* REQUIRED ACTIONS
- 1) Copy the court ruling on the Eighth Amendment claim between "As with respect" and "Eighth Amendment claim.", inclusive, substituting "genuine dispute" for "triable issue".
- 2) Proceed with the court ruling on the Eighth Amendment claim, writing on from the point where it stops.

─── EXCERPT PROVIDED

Defendants submitted evidence showing that any alleged acts by Defendant Walker in February 2007 did not cause Plaintiff any harm. According to Dr. Heatley, Valdez suffered no damage from any alleged delay in medical care on February 14, 2007, and Valdez received "timely and appropriate medical care" at CSP-Sacramento in 2007. (Heatley Decl. ¶¶ 36--37.) Moreover, Dr. Heatley stated that tests administered on Valdez upon his arrival at the hospital on February 14, 2007 showed no evidence of a heart attack or permanent heart muscle damage, although there were "warning symptoms." (Heatley Decl. ¶¶ 27--28.) Dr. Heatley also observed that on February 16, 2007, Valdez underwent a "Nuclear Cardiac Spec Study," an exercise stress test with nuclear imaging of the heart, which showed no change from 2006. (Id. ¶ 30.) Dr. Heatley further stated that a February 17, 2007 heart catheterization test, which is performed only after less invasive testing is done, revealed "significant blockages to the left main and 3 other blood vessels to the heart," showing a high risk pattern for a future heart attack. (Id. ¶ 31.) According to Dr. Heatley, Valdez underwent triple artery bypass surgery on February 19, 2007 as a precautionary measure because it was "medically probable" that a patient with a history of heart ailments like Valdez would eventually suffer a major heart attack. (Id. ¶¶ 32, 35.)

As with respect to the alleged April 2006 incident, Plaintiff has not proffered any evidence raising a triable issue as to whether any delay by Defendant Walker on February 14, 2007 caused him harm or injury. Accordingly, the Court concludes that Defendants are entitled to Summary Judgment as to Plaintiff's Eighth Amendment claim.

──────
─── EXTRACTED INFORMATION

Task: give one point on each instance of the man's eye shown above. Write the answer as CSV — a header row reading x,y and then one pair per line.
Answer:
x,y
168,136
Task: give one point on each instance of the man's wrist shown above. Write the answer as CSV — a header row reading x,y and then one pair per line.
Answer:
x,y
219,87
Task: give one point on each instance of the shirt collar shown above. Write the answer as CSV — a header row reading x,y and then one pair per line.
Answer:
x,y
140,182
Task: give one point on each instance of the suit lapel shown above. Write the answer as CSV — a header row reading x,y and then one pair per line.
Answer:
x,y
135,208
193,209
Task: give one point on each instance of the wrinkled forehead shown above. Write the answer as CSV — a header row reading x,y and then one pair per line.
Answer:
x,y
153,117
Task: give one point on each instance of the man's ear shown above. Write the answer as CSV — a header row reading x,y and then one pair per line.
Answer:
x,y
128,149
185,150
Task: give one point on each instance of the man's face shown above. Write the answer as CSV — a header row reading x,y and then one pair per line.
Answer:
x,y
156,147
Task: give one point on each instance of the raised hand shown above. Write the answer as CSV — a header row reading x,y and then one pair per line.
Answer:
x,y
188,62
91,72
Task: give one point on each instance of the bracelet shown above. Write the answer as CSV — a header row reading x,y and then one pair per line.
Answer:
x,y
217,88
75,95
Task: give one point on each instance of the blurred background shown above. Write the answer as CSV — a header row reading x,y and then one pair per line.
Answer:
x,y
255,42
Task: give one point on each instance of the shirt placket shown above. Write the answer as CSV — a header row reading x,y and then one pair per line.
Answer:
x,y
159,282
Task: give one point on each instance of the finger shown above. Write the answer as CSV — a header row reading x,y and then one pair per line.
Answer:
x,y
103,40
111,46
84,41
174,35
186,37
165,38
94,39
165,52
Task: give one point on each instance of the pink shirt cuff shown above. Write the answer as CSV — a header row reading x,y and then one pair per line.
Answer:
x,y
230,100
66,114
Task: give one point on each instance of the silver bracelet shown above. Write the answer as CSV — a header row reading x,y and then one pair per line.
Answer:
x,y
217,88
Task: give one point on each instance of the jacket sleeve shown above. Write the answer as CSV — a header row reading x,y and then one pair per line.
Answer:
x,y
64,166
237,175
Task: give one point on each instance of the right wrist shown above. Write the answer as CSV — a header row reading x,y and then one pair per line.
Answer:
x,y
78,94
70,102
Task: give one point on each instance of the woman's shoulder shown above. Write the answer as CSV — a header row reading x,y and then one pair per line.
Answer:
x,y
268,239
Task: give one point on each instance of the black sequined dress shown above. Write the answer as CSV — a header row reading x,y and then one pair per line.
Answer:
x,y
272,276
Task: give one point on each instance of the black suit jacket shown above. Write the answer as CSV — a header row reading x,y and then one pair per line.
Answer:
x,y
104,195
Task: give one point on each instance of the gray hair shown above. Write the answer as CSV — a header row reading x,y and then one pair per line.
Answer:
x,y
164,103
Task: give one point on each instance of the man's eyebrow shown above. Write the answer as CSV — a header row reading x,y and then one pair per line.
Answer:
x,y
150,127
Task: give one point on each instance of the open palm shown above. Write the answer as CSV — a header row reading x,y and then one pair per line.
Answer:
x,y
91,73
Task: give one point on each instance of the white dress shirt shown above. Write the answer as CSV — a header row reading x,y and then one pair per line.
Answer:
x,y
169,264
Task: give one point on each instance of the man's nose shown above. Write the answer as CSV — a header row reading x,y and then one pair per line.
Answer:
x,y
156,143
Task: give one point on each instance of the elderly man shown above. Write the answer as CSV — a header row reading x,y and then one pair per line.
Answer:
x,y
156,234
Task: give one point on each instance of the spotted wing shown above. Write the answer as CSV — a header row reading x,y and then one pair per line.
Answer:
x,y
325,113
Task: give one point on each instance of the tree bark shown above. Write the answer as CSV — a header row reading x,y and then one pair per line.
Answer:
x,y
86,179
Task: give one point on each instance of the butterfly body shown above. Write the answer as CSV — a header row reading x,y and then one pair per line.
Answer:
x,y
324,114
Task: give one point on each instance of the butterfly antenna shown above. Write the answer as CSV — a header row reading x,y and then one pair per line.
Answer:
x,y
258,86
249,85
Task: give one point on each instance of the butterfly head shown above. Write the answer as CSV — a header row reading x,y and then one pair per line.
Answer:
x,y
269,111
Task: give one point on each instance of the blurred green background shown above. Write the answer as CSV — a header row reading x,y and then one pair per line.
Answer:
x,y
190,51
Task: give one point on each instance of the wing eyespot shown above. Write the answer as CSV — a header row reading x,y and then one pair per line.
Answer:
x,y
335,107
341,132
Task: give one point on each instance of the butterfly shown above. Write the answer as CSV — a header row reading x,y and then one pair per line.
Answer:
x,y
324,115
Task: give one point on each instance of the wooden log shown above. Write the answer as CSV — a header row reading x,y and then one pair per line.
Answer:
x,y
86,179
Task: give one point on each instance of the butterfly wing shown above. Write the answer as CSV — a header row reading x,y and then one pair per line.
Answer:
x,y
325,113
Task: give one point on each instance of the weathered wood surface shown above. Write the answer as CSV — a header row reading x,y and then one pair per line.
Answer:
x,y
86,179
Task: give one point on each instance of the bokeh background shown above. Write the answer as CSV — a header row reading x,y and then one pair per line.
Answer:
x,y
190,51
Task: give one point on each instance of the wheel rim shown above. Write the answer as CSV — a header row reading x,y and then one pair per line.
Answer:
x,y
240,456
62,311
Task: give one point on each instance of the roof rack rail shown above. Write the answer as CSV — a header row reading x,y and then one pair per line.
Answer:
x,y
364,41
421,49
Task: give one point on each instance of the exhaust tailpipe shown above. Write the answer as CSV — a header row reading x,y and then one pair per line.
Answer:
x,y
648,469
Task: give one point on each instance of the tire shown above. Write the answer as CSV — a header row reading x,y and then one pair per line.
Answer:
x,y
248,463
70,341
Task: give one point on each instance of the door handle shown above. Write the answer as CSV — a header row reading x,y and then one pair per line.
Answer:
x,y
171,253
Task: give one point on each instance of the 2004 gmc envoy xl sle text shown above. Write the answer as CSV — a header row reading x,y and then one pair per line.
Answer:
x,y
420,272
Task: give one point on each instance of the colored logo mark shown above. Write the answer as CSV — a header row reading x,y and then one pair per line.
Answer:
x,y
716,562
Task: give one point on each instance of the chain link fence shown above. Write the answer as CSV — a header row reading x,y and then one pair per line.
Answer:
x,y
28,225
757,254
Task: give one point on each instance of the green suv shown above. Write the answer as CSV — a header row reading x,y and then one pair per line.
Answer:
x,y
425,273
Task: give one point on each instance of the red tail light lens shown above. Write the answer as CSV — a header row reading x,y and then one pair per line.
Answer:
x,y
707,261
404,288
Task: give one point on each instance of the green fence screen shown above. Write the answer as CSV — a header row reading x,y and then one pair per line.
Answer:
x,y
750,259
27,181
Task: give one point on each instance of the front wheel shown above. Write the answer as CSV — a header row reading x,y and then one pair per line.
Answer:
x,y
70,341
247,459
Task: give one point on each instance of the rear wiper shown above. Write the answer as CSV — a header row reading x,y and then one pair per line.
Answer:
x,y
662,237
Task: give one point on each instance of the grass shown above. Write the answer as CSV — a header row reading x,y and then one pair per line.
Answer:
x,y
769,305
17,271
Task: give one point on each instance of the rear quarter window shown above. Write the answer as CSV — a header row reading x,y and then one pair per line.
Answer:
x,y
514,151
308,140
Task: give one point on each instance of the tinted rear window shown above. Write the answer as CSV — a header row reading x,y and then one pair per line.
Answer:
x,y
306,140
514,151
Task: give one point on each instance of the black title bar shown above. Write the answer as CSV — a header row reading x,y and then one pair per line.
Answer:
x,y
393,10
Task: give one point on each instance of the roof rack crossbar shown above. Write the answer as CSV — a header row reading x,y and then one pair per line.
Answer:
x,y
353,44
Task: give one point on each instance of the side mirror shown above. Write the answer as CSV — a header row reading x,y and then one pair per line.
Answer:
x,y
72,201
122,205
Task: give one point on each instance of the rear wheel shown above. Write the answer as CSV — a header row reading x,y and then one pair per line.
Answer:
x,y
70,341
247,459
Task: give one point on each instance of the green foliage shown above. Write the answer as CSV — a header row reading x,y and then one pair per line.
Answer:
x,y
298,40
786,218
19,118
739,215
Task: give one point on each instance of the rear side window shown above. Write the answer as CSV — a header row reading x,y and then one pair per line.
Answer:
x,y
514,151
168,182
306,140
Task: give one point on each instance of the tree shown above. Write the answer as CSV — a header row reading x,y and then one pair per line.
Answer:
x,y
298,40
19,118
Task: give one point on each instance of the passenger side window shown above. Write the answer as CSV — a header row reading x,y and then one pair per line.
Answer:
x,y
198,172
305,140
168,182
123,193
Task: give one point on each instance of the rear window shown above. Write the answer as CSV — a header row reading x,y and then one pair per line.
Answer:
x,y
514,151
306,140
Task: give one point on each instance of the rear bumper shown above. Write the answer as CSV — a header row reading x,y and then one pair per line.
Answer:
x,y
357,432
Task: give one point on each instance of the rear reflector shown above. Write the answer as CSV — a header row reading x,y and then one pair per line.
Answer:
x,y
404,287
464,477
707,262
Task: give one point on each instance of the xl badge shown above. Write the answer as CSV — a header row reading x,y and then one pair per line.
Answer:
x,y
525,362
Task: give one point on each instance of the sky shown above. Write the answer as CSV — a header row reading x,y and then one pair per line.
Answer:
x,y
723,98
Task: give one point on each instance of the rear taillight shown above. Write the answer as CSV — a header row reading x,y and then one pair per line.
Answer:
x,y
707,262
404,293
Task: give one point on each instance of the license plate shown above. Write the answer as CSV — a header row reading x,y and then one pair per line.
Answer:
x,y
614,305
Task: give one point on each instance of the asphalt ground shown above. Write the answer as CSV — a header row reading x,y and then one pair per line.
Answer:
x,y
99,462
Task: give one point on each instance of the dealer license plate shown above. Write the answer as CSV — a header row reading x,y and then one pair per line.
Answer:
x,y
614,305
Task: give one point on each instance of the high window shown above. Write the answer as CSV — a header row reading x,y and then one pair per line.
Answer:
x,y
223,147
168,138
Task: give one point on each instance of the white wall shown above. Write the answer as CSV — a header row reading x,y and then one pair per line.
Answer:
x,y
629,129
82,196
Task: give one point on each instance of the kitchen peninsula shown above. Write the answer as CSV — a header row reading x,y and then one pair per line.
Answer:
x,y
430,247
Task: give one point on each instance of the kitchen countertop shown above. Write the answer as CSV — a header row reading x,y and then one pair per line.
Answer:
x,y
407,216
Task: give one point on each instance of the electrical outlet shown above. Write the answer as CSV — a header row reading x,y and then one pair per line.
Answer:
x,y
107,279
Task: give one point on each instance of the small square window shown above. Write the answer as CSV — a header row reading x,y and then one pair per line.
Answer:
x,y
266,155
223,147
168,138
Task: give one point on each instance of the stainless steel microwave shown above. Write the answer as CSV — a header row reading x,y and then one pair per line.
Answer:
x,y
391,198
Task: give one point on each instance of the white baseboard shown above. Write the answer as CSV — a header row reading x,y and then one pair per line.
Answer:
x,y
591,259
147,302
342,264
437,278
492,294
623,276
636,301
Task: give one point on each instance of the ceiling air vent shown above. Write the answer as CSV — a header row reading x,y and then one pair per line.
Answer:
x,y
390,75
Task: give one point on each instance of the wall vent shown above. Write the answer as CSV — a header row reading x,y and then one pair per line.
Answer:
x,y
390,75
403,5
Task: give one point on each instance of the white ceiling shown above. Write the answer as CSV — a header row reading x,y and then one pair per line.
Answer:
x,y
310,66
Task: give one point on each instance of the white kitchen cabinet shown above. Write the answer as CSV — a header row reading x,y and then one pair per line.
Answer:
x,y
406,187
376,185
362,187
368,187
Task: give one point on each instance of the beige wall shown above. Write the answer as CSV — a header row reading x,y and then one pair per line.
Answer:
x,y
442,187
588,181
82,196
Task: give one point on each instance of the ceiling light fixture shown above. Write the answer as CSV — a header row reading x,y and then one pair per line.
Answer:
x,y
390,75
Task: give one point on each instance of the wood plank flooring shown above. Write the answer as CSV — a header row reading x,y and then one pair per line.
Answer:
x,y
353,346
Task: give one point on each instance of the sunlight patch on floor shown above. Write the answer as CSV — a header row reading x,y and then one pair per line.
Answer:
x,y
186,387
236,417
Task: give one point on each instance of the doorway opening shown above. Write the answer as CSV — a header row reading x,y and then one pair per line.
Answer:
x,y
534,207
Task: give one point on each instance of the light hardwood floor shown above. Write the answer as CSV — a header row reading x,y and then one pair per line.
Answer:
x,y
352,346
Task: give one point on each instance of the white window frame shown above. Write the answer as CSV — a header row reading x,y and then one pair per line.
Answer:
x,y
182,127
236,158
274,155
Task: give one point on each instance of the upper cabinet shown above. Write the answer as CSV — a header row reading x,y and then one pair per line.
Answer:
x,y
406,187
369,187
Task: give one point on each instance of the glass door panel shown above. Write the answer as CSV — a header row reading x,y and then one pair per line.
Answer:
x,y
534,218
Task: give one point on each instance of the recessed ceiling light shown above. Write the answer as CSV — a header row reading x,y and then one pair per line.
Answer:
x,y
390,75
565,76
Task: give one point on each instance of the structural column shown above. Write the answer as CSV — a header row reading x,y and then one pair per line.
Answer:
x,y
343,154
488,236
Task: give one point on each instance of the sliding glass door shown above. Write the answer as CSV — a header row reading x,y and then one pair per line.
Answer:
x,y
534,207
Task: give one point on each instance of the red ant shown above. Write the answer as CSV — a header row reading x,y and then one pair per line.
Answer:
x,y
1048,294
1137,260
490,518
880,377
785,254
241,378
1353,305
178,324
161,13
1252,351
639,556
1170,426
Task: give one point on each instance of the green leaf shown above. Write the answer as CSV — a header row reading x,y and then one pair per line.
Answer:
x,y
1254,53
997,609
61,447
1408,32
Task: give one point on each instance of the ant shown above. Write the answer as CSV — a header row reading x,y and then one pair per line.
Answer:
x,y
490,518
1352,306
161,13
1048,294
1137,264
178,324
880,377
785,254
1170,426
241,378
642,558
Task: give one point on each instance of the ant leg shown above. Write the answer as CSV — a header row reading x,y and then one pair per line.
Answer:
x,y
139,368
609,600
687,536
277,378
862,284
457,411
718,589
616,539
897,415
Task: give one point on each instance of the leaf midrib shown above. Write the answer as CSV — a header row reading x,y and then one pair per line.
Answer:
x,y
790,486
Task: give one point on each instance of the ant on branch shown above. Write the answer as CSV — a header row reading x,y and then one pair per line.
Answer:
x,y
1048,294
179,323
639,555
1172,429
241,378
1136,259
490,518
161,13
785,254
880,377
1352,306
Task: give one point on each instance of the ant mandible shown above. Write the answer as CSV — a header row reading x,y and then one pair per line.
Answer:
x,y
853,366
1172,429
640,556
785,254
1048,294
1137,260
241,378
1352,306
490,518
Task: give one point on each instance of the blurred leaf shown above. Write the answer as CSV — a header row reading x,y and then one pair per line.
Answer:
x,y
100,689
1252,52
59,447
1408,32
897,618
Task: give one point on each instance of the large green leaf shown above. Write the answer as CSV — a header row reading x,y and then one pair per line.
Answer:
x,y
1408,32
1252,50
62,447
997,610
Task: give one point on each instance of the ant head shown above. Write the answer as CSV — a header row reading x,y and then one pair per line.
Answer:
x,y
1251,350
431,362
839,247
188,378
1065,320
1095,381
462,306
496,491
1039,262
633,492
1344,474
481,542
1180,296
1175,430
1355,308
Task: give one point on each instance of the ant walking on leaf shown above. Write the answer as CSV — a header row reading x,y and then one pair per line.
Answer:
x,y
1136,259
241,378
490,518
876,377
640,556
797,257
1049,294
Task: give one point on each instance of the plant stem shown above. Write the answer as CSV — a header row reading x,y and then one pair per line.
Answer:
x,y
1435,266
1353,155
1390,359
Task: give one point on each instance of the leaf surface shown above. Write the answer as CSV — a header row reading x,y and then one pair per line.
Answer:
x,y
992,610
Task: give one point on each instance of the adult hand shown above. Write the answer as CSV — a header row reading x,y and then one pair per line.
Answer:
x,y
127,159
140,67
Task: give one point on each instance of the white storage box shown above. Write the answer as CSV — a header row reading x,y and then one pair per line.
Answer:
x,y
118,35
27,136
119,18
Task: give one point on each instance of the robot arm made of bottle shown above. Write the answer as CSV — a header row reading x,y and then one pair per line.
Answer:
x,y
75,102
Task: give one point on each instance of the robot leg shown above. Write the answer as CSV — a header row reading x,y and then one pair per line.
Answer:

──────

* TASK RESULTS
- 1)
As with respect to the alleged April 2006 incident, Plaintiff has not proffered any evidence raising a genuine dispute as to whether any delay by Defendant Walker on February 14, 2007 caused him harm or injury. Accordingly, the Court concludes that Defendants are entitled to Summary Judgment as to Plaintiff's Eighth Amendment claim.

- 2)
B. Qualified Immunity

Defendants also argue, in the alternative, that the doctrine of qualified immunity shields them from liability as to Plaintiff's deliberate indifference claim.

The defense of qualified immunity protects "government officials . . . from liability for civil damages insofar as their conduct does not violate clearly established statutory or constitutional rights of which a reasonable person would have known." Harlow v. Fitzgerald, 457 U.S. 800, 818 (1982). A defendant may have a reasonable, but mistaken, belief about the facts or about what the law requires in any given situation. Saucier v. Katz, 533 U.S. 194, 205 (2001). The threshold question in qualified immunity analysis is: "Taken in the light most favorable to the party asserting the injury, do the facts alleged show the officer's conduct violated a constitutional right?" Id. at 201. A court considering a claim of qualified immunity must determine whether the plaintiff has alleged the deprivation of an actual constitutional right and whether such right was "clearly established." Pearson v. Callahan, 555 U.S. 223, 231 (2009). Where there is no clearly established law that certain conduct constitutes a constitutional violation, the defendant cannot be on notice that such conduct is unlawful. Rodis v. City & County of San Francisco, 558 F.3d 964, 970--71 (9th Cir. 2009). The relevant, dispositive inquiry in determining whether a right is clearly established is whether it would be clear to a reasonable defendant that his conduct was unlawful in the situation he confronted. Saucier, 533 U.S. at 202.

Viewing the facts in the light most favorable to Plaintiff, the Court concludes that Defendants prevail as a matter of law on their qualified immunity defense because the Court has determined that there was no Eighth Amendment violation. However, even if an Eighth Amendment violation had occurred, in light of clearly established principles at the time of the incident, Defendants could have reasonably believed that their behavior was lawful.


For the reasons stated above, the Court GRANTS Defendants' Motion for Summary Judgment. The Clerk of the Court is directed to enter Judgment and close this case.